_WHAT THE EXERCISE ASKS_
Render these items as a two-column CSV with the headers request_text and answer. Give one row per request, with its text and its answer each in a single quoted field and line breaks replaced by spaces.

_DATA EXTRACT_
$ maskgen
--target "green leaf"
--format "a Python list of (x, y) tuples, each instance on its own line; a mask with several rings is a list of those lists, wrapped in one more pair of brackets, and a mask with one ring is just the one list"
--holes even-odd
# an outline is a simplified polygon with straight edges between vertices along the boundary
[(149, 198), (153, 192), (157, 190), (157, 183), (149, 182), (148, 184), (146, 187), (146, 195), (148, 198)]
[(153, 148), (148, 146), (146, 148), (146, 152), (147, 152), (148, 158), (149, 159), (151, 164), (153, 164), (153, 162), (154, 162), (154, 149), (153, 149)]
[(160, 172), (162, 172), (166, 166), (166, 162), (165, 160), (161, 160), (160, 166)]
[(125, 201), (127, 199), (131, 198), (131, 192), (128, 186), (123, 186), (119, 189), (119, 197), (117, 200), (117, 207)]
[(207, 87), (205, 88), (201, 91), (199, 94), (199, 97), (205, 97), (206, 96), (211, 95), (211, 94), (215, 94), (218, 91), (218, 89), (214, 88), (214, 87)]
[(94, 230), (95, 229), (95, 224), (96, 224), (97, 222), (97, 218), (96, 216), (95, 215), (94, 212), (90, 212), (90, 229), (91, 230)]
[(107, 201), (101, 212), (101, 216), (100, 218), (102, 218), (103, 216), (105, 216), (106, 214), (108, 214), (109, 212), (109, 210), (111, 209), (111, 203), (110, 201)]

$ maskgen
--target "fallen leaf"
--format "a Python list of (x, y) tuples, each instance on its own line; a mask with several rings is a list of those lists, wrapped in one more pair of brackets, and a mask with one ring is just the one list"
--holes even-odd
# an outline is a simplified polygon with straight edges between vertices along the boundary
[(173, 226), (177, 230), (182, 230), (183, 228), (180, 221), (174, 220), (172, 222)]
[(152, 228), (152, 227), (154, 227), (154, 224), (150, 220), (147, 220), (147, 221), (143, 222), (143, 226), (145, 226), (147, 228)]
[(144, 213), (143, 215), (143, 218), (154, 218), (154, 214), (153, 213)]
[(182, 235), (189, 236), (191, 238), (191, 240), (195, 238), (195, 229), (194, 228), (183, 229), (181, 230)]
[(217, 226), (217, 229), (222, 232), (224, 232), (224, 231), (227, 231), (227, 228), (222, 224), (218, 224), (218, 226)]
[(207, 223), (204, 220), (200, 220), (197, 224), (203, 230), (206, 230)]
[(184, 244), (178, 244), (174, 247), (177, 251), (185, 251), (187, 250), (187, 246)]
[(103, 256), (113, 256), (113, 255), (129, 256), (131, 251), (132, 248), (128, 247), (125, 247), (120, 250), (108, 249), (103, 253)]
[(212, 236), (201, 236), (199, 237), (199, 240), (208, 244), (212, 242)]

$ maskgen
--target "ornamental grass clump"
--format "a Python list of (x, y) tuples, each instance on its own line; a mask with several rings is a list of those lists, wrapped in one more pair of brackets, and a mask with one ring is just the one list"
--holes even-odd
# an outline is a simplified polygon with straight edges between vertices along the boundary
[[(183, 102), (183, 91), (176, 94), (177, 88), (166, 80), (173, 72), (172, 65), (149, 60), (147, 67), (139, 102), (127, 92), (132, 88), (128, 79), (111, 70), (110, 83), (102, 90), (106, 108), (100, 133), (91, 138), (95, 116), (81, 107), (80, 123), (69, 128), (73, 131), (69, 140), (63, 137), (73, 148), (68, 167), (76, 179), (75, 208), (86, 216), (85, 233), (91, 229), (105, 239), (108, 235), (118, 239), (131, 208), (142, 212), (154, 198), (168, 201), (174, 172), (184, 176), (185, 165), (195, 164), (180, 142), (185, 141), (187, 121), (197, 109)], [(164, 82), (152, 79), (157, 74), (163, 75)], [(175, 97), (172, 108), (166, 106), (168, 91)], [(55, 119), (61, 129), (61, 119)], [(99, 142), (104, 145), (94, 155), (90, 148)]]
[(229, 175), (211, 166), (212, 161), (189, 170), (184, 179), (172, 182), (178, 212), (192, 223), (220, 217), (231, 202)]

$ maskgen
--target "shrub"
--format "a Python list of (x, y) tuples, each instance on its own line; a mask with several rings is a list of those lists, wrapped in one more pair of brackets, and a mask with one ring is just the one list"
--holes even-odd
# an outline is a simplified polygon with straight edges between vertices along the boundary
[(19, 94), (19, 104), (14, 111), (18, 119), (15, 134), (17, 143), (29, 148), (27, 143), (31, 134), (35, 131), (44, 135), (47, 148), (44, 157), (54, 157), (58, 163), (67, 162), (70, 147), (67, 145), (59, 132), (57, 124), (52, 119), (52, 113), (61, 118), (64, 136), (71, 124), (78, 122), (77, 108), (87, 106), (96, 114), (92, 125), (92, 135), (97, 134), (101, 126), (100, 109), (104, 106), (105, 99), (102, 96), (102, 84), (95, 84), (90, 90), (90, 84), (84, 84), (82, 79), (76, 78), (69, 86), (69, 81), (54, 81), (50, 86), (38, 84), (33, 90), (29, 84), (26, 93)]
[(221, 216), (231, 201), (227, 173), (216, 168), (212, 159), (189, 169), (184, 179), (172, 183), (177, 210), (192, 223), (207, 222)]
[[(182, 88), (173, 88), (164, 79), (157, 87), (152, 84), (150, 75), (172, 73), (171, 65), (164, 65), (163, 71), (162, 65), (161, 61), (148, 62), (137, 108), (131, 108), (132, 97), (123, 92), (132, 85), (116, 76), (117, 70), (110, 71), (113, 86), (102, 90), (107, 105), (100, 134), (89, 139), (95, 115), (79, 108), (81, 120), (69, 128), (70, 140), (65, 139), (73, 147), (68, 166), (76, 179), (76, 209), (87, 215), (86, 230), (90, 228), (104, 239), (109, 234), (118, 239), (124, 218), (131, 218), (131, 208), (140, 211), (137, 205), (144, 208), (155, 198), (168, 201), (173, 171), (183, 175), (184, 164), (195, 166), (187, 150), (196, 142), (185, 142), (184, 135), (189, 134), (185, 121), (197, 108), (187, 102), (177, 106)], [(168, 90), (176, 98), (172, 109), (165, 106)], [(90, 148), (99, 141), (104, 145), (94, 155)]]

_EXERCISE OUTPUT_
request_text,answer
"$ maskgen --target ""green leaf"" --format ""a Python list of (x, y) tuples, each instance on its own line; a mask with several rings is a list of those lists, wrapped in one more pair of brackets, and a mask with one ring is just the one list"" --holes even-odd # an outline is a simplified polygon with straight edges between vertices along the boundary","[(149, 198), (153, 192), (157, 190), (157, 183), (149, 182), (148, 184), (146, 187), (146, 195), (148, 198)] [(153, 148), (148, 146), (146, 148), (146, 152), (147, 152), (148, 158), (149, 159), (151, 164), (153, 164), (153, 162), (154, 162), (154, 149), (153, 149)] [(160, 172), (162, 172), (166, 166), (166, 162), (165, 160), (161, 160), (160, 166)] [(125, 201), (127, 199), (131, 198), (131, 192), (128, 186), (123, 186), (119, 189), (119, 197), (117, 200), (117, 207)] [(207, 87), (205, 88), (201, 91), (199, 94), (199, 97), (205, 97), (206, 96), (211, 95), (211, 94), (215, 94), (218, 91), (218, 89), (214, 88), (214, 87)] [(94, 230), (95, 229), (95, 224), (96, 224), (97, 222), (97, 218), (96, 216), (95, 215), (94, 212), (90, 212), (90, 229), (91, 230)] [(107, 201), (101, 212), (101, 216), (100, 218), (102, 218), (103, 216), (105, 216), (106, 214), (108, 214), (109, 212), (109, 210), (111, 209), (111, 203), (110, 201)]"
"$ maskgen --target ""fallen leaf"" --format ""a Python list of (x, y) tuples, each instance on its own line; a mask with several rings is a list of those lists, wrapped in one more pair of brackets, and a mask with one ring is just the one list"" --holes even-odd # an outline is a simplified polygon with straight edges between vertices along the boundary","[(173, 226), (177, 230), (182, 230), (183, 228), (180, 221), (174, 220), (172, 222)] [(152, 228), (152, 227), (154, 227), (154, 224), (150, 220), (147, 220), (147, 221), (143, 222), (143, 226), (145, 226), (147, 228)] [(144, 213), (143, 215), (143, 218), (154, 218), (154, 214), (153, 213)] [(182, 235), (189, 236), (191, 238), (191, 240), (195, 238), (195, 229), (194, 228), (183, 229), (181, 230)] [(217, 226), (217, 229), (222, 232), (224, 232), (224, 231), (227, 231), (227, 228), (222, 224), (218, 224), (218, 226)] [(207, 223), (204, 220), (200, 220), (197, 224), (203, 230), (206, 230)] [(184, 244), (178, 244), (174, 247), (177, 251), (185, 251), (187, 250), (187, 246)] [(103, 256), (113, 256), (113, 255), (129, 256), (131, 251), (132, 248), (128, 247), (125, 247), (120, 250), (108, 249), (103, 253)] [(212, 236), (201, 236), (199, 237), (199, 240), (208, 244), (212, 242)]"
"$ maskgen --target ""ornamental grass clump"" --format ""a Python list of (x, y) tuples, each instance on its own line; a mask with several rings is a list of those lists, wrapped in one more pair of brackets, and a mask with one ring is just the one list"" --holes even-odd # an outline is a simplified polygon with straight edges between vertices along the boundary","[[(183, 102), (183, 91), (176, 94), (177, 88), (166, 80), (173, 72), (172, 65), (149, 60), (147, 67), (139, 102), (127, 92), (132, 88), (128, 79), (111, 70), (110, 83), (102, 90), (106, 108), (100, 133), (91, 138), (95, 116), (81, 107), (80, 123), (69, 128), (73, 131), (69, 140), (63, 137), (73, 148), (68, 167), (76, 179), (75, 208), (86, 216), (85, 233), (91, 229), (105, 239), (108, 235), (118, 239), (131, 208), (142, 212), (154, 198), (168, 201), (174, 172), (184, 176), (185, 165), (195, 164), (180, 142), (185, 141), (187, 121), (197, 109)], [(164, 82), (152, 79), (157, 74), (163, 75)], [(175, 97), (172, 108), (166, 106), (168, 91)], [(55, 119), (61, 129), (61, 119)], [(99, 142), (104, 145), (94, 155), (90, 148)]] [(229, 175), (211, 166), (212, 161), (189, 170), (184, 179), (172, 182), (178, 212), (192, 223), (220, 217), (231, 202)]"
"$ maskgen --target ""shrub"" --format ""a Python list of (x, y) tuples, each instance on its own line; a mask with several rings is a list of those lists, wrapped in one more pair of brackets, and a mask with one ring is just the one list"" --holes even-odd # an outline is a simplified polygon with straight edges between vertices along the boundary","[(19, 94), (19, 104), (14, 111), (18, 119), (15, 134), (17, 143), (29, 148), (27, 143), (31, 134), (35, 131), (44, 135), (47, 148), (44, 157), (54, 157), (58, 163), (67, 162), (70, 147), (67, 145), (59, 132), (57, 124), (52, 119), (52, 113), (61, 118), (64, 136), (71, 124), (78, 122), (77, 108), (87, 106), (96, 114), (92, 125), (92, 135), (97, 134), (101, 126), (100, 109), (104, 106), (105, 99), (102, 96), (102, 84), (95, 84), (90, 90), (90, 84), (84, 84), (82, 79), (76, 78), (69, 86), (69, 81), (54, 81), (50, 86), (38, 84), (33, 90), (29, 84), (26, 93)] [(221, 216), (231, 201), (227, 173), (216, 168), (212, 159), (189, 169), (184, 179), (172, 183), (177, 210), (192, 223), (207, 222)] [[(182, 88), (173, 88), (164, 79), (157, 87), (152, 84), (150, 75), (172, 73), (171, 65), (164, 65), (163, 71), (162, 65), (161, 61), (148, 62), (137, 108), (131, 108), (132, 97), (123, 92), (132, 85), (116, 76), (117, 70), (110, 71), (113, 86), (102, 90), (107, 105), (100, 134), (89, 139), (95, 115), (79, 108), (81, 120), (69, 128), (70, 140), (65, 139), (73, 147), (68, 166), (76, 179), (76, 209), (87, 215), (86, 230), (90, 228), (104, 239), (109, 234), (118, 239), (124, 218), (131, 218), (131, 208), (140, 211), (137, 205), (144, 208), (155, 198), (168, 201), (173, 171), (183, 175), (184, 164), (195, 166), (187, 150), (196, 142), (185, 142), (184, 135), (189, 134), (185, 121), (197, 108), (187, 102), (177, 106)], [(168, 90), (176, 98), (172, 109), (165, 106)], [(90, 148), (99, 141), (104, 145), (94, 155)]]"